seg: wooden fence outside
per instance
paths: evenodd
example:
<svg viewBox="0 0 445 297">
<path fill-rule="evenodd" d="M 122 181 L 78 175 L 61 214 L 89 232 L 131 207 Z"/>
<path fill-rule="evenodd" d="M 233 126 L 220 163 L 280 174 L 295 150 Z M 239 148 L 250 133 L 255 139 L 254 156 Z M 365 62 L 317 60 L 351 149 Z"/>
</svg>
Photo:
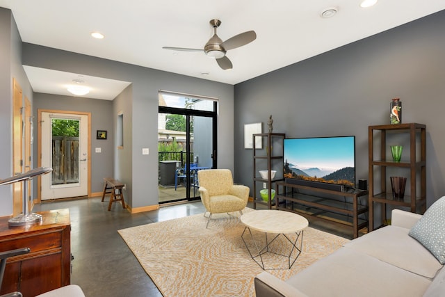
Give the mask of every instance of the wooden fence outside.
<svg viewBox="0 0 445 297">
<path fill-rule="evenodd" d="M 79 137 L 53 136 L 52 184 L 79 182 Z"/>
</svg>

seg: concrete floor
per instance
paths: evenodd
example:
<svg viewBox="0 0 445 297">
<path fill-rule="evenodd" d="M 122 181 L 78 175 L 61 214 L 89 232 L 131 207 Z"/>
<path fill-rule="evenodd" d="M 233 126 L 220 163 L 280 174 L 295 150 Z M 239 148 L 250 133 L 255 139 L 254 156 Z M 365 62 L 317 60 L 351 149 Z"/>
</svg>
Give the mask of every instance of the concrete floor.
<svg viewBox="0 0 445 297">
<path fill-rule="evenodd" d="M 203 213 L 201 201 L 131 214 L 118 202 L 108 211 L 106 200 L 54 200 L 37 204 L 33 211 L 70 209 L 74 257 L 71 282 L 79 284 L 87 297 L 162 296 L 117 231 Z"/>
<path fill-rule="evenodd" d="M 70 209 L 71 217 L 71 282 L 90 296 L 162 296 L 118 233 L 120 229 L 161 222 L 205 211 L 200 200 L 163 204 L 158 210 L 131 214 L 119 202 L 108 211 L 108 198 L 62 200 L 36 204 L 33 211 Z M 248 207 L 252 207 L 249 202 Z M 263 208 L 261 206 L 259 207 Z M 351 239 L 350 231 L 328 223 L 311 223 L 312 227 Z"/>
</svg>

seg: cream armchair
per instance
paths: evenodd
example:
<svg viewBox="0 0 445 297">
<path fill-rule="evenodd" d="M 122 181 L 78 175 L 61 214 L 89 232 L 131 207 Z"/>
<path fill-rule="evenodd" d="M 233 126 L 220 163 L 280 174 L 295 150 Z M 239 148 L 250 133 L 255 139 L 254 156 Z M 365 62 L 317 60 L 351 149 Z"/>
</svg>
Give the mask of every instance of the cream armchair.
<svg viewBox="0 0 445 297">
<path fill-rule="evenodd" d="M 208 169 L 199 170 L 201 200 L 210 213 L 206 228 L 213 214 L 227 214 L 232 211 L 242 213 L 249 200 L 249 188 L 234 185 L 232 172 L 228 169 Z M 206 214 L 204 213 L 204 216 Z"/>
</svg>

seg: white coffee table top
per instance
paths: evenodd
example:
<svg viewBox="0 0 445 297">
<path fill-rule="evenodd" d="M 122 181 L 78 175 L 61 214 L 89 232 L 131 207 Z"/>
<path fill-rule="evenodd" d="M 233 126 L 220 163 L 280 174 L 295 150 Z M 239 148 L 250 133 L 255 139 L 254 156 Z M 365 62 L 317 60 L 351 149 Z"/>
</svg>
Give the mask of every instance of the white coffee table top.
<svg viewBox="0 0 445 297">
<path fill-rule="evenodd" d="M 249 228 L 266 233 L 295 233 L 309 225 L 307 220 L 299 214 L 273 209 L 248 212 L 241 220 Z"/>
</svg>

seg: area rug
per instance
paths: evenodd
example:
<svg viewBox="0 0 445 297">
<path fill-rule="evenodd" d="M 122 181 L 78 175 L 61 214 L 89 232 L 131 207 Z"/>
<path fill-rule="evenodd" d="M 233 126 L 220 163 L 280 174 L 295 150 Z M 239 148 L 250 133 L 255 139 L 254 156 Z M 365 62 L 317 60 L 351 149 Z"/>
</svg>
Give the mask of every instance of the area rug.
<svg viewBox="0 0 445 297">
<path fill-rule="evenodd" d="M 255 211 L 246 208 L 243 213 Z M 244 225 L 236 214 L 197 214 L 119 230 L 140 265 L 165 297 L 254 296 L 253 279 L 263 269 L 250 257 L 241 239 Z M 243 238 L 250 248 L 250 234 Z M 255 241 L 265 242 L 264 234 L 253 232 Z M 291 250 L 282 236 L 274 248 Z M 265 265 L 282 280 L 298 273 L 315 261 L 339 248 L 348 240 L 314 228 L 304 231 L 302 252 L 291 269 L 288 259 L 272 254 Z M 262 244 L 261 243 L 259 243 Z M 274 258 L 274 257 L 275 257 Z"/>
</svg>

- _EXERCISE_
Please edit the entries above so that every "per instance" becomes "per object", leaving everything else unchanged. Omit the pictures from your answer.

- _CORRECT RESULT_
seg: wooden fence outside
per object
paths: evenodd
example:
<svg viewBox="0 0 445 297">
<path fill-rule="evenodd" d="M 122 181 L 78 175 L 61 214 L 89 232 L 131 207 Z"/>
<path fill-rule="evenodd" d="M 233 126 L 220 163 L 280 174 L 295 150 Z M 239 148 L 250 133 L 255 139 L 254 156 Z M 365 62 L 317 60 L 351 149 Z"/>
</svg>
Photo:
Give the mask of every instance of the wooden fence outside.
<svg viewBox="0 0 445 297">
<path fill-rule="evenodd" d="M 79 137 L 53 136 L 52 184 L 79 182 Z"/>
</svg>

seg: concrete floor
per object
paths: evenodd
example:
<svg viewBox="0 0 445 297">
<path fill-rule="evenodd" d="M 122 181 L 78 175 L 61 214 L 89 232 L 131 207 Z"/>
<path fill-rule="evenodd" d="M 233 126 L 220 163 L 280 174 L 295 150 Z M 239 148 L 250 133 L 255 139 L 254 156 Z M 365 62 L 317 60 L 351 149 Z"/>
</svg>
Give the mask of every instance of the concrete floor.
<svg viewBox="0 0 445 297">
<path fill-rule="evenodd" d="M 203 213 L 201 201 L 131 214 L 118 202 L 108 211 L 106 200 L 54 200 L 37 204 L 33 211 L 70 209 L 74 257 L 71 282 L 79 284 L 87 297 L 162 296 L 117 231 Z"/>
<path fill-rule="evenodd" d="M 70 209 L 71 217 L 71 282 L 90 296 L 162 296 L 118 233 L 120 229 L 161 222 L 205 211 L 200 200 L 163 204 L 158 210 L 131 214 L 119 202 L 108 211 L 108 198 L 62 200 L 36 204 L 33 211 Z M 248 207 L 252 207 L 249 202 Z M 263 208 L 261 206 L 259 207 Z M 351 239 L 350 231 L 328 223 L 311 223 L 312 227 Z"/>
</svg>

seg: cream armchair
per object
paths: evenodd
example:
<svg viewBox="0 0 445 297">
<path fill-rule="evenodd" d="M 122 181 L 78 175 L 61 214 L 89 232 L 131 207 Z"/>
<path fill-rule="evenodd" d="M 233 126 L 220 163 L 280 174 L 295 150 Z M 239 148 L 250 133 L 255 139 L 254 156 Z M 365 62 L 317 60 L 351 149 Z"/>
</svg>
Give the mask of every instance of the cream armchair.
<svg viewBox="0 0 445 297">
<path fill-rule="evenodd" d="M 208 169 L 199 170 L 201 200 L 210 213 L 206 228 L 213 214 L 227 214 L 232 211 L 242 213 L 249 200 L 249 188 L 234 185 L 232 172 L 228 169 Z M 206 214 L 204 213 L 204 216 Z"/>
</svg>

seg: white coffee table top
per object
paths: evenodd
example:
<svg viewBox="0 0 445 297">
<path fill-rule="evenodd" d="M 122 181 L 78 175 L 61 214 L 89 232 L 131 207 Z"/>
<path fill-rule="evenodd" d="M 233 126 L 220 163 L 280 174 L 295 150 Z M 239 148 L 250 133 L 255 139 L 254 156 Z M 365 62 L 317 60 L 351 149 Z"/>
</svg>
Give the mask of every instance of the white coffee table top.
<svg viewBox="0 0 445 297">
<path fill-rule="evenodd" d="M 249 228 L 266 233 L 295 233 L 309 225 L 307 220 L 299 214 L 273 209 L 248 212 L 241 220 Z"/>
</svg>

seg: area rug
per object
paths: evenodd
example:
<svg viewBox="0 0 445 297">
<path fill-rule="evenodd" d="M 122 181 L 78 175 L 61 214 L 89 232 L 131 207 Z"/>
<path fill-rule="evenodd" d="M 233 126 L 220 163 L 280 174 L 295 150 Z M 239 148 L 250 133 L 255 139 L 254 156 Z M 365 62 L 317 60 L 351 149 Z"/>
</svg>
Give the mask of every instance of the area rug.
<svg viewBox="0 0 445 297">
<path fill-rule="evenodd" d="M 255 211 L 246 208 L 243 213 Z M 244 225 L 236 214 L 197 214 L 119 230 L 140 265 L 165 297 L 254 296 L 253 279 L 263 269 L 250 257 L 241 239 Z M 243 238 L 250 248 L 250 234 Z M 255 241 L 265 242 L 264 234 L 253 232 Z M 291 250 L 282 236 L 274 248 Z M 265 265 L 282 280 L 298 273 L 315 261 L 339 248 L 348 240 L 314 228 L 304 231 L 302 252 L 291 269 L 288 259 L 272 254 Z M 262 244 L 261 243 L 259 243 Z M 274 258 L 274 257 L 275 257 Z"/>
</svg>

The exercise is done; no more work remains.